Excerpt to read -

..........

Santiago Arias: Hello.

Matthew Wright: We want to find about what I think is the most exciting renewable energy project in the world, Gemasolar.  Could you please share with us how Gemasolar is and how it operates?

Santiago Arias: Torresol is a special branch - a concentrated solar thermal plant - no PV, just mirrors: 2,650 heliostats.  These are structures that move mirrors to reflect and concentrate the sun’s light to 1000 times onto a small spot.  The spot is located on top of a tower.  On this spot we get a huge amount of energy: we get 120MW of solar energy.  This spot gets very hot. To dissipate this heat we use molten salt, so we are pumping molten salts through the receiver, which is like a radiator, and the solar energy is transferred to the salt, getting very high temperatures in the salt.  At the end of the solar process we have molten salt at 565 degrees, and this is stored in the hot molten salt tank.  This is the end of the solar process.  The rest of the plant is just taking that thermal energy, and converting that thermal energy into electricity in exactly the same way as any other thermal plant does, for example, a coal-fired plant - but  instead of having coal, we have molten salt at very high temperature. 

From the molten salt we produce steam, which is delivered to a high pressure turbine, and then the turbine rotates to produce electricity in an alternator.  Exactly the same process as any coal plant.  The advantages when compared to other renewables is that the production of electricity is not linked to the environmental conditions.  It’s not linked to the sun’s radiation, it’s linked to the level of the hot molten salt tank.  We have an over-sized solar field, which means during the day we are not just generating enough energy to deliver to the grid, but part of the energy is stored, because the level in the hot molten salt tank rises.  We take that energy that has been captured during the day to produce electricity during the night.  So in summer time we work continuously, 24hrs at full capacity.  We have already achieved that last summer time, many weeks we were running 20MW day and night, in the same pattern as say a nuclear plant.  In winter time, days in Spain are shorter, so at the end of the afternoon we don’t have enough energy accumulated to run the turbine for the whole night, so we run the turbine till 10:30pm until the consumption of electricity has dropped and then we drop the power of the turbine from 15MW to 14 MW in order to ensure that tomorrow morning at 9am there’s still molten salts in the tank.  Then we don’t start and stop the turbine every day, it’s just like increasing, then decreasing the power during the night when the demand is lower and the price of the electricity is lower.  So we have a plan that in summertime it works as a baseload system, and in wintertime it’s working even better, adjusting power to the demand.  And that’s Gemasolar.

..........

Extracted material -
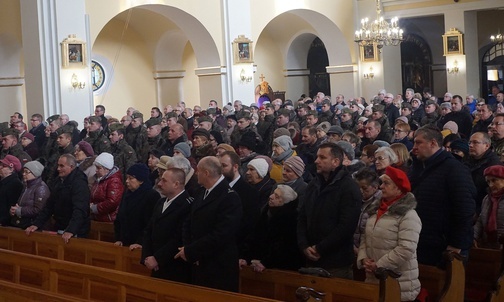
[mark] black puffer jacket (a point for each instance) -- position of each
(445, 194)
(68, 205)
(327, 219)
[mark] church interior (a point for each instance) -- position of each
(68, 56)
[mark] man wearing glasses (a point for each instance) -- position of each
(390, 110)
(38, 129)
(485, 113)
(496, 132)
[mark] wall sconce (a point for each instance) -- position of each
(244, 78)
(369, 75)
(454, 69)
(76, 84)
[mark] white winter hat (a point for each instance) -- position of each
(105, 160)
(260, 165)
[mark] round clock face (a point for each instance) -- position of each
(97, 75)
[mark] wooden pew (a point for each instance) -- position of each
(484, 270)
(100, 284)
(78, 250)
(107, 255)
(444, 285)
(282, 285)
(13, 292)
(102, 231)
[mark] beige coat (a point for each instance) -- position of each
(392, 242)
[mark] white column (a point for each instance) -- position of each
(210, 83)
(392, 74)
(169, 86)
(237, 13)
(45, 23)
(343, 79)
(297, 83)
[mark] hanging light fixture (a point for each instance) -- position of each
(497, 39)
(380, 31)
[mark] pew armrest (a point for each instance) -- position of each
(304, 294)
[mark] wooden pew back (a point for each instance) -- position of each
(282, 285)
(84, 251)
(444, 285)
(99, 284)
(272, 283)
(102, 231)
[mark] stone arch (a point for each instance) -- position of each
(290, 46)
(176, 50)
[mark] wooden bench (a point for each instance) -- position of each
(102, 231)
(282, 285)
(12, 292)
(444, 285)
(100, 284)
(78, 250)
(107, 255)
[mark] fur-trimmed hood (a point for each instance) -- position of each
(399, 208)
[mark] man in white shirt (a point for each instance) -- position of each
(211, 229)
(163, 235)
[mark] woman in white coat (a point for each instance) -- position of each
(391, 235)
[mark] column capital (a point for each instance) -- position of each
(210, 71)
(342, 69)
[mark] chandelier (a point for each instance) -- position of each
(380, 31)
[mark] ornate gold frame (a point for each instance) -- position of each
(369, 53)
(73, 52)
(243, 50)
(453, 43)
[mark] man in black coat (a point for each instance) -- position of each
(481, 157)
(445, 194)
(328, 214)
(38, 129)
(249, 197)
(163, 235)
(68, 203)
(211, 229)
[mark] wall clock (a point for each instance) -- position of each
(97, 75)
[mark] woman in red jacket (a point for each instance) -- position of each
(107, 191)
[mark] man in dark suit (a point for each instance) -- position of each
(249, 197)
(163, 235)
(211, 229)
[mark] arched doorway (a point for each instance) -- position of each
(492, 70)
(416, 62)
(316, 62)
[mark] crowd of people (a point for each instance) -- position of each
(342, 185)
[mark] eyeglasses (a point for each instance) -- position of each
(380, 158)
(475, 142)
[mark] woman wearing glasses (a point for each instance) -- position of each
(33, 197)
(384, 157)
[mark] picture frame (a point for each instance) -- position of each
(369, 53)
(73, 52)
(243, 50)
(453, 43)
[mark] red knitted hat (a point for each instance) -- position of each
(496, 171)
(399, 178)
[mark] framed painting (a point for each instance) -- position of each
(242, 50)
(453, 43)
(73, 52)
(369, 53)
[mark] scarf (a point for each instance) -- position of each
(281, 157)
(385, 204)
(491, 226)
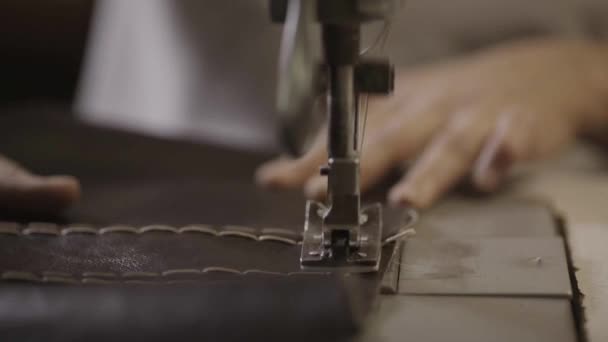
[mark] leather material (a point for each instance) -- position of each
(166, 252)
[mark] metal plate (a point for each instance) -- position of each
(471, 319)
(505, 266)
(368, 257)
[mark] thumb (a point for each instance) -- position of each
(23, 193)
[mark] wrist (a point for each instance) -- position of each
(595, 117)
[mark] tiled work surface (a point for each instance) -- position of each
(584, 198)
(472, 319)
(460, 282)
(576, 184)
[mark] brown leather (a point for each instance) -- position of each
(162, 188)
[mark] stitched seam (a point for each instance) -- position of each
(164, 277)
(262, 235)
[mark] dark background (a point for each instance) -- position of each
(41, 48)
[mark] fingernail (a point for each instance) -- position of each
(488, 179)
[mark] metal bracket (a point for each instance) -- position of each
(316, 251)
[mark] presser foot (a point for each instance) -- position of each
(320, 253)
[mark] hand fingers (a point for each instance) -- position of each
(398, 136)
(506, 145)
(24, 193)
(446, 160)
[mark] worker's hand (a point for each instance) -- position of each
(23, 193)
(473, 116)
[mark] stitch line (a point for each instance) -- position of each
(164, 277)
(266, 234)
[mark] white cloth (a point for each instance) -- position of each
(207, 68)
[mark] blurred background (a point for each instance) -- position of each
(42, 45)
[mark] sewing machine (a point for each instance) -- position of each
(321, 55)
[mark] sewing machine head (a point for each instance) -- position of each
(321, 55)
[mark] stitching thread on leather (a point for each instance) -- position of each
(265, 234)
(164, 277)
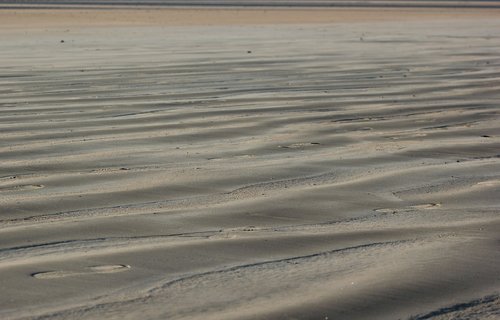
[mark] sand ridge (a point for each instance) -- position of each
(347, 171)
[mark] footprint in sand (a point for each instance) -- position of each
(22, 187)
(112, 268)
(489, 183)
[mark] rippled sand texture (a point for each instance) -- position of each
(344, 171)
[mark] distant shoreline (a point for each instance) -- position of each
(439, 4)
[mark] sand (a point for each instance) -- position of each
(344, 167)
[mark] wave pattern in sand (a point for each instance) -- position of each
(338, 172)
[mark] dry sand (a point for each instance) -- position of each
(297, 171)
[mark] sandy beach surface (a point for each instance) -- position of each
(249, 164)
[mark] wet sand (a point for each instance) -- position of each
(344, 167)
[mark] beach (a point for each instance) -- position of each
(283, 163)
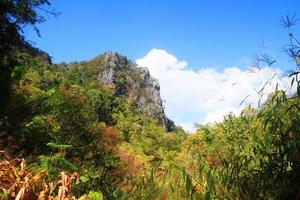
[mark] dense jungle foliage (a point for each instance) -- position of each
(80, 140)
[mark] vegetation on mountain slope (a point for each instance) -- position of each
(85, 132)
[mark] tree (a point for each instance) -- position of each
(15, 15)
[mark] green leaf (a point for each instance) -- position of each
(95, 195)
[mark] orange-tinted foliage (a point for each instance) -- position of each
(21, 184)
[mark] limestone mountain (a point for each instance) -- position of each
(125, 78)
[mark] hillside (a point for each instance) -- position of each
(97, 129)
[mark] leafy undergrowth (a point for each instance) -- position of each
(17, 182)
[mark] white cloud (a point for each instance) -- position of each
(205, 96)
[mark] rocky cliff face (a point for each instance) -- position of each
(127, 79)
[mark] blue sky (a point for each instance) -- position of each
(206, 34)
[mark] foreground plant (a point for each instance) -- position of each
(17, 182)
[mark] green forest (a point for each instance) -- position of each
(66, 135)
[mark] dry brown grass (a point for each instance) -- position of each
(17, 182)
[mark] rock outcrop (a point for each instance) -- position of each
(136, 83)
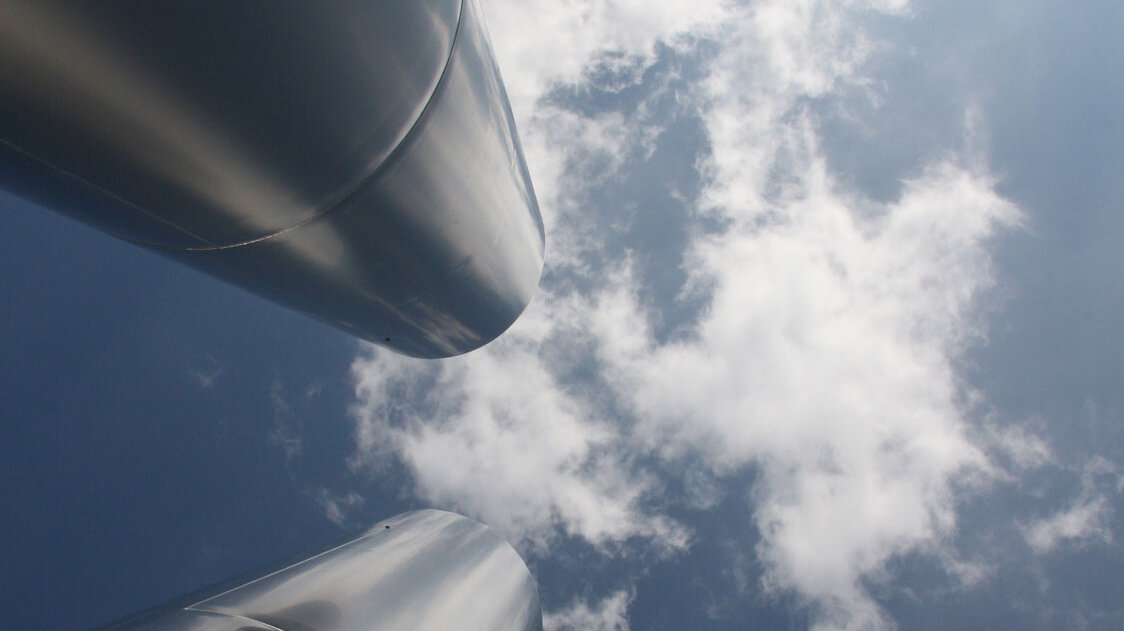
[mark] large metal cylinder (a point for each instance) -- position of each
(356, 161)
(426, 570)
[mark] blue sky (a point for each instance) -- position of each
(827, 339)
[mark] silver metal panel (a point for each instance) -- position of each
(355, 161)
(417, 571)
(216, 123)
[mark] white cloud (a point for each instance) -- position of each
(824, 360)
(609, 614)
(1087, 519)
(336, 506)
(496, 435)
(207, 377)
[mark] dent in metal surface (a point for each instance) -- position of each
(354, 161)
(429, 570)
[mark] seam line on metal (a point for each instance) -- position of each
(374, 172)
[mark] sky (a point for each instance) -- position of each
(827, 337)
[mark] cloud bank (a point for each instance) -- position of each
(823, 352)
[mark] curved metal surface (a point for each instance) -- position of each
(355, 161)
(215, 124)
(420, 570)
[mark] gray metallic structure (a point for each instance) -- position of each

..........

Request -
Reproduce verbatim the passage of the Gemasolar interview starting at "Matthew Wright: We" and ending at "how it operates?".

Reply -
Matthew Wright: We want to find about what I think is the most exciting renewable energy project in the world, Gemasolar.  Could you please share with us how Gemasolar is and how it operates?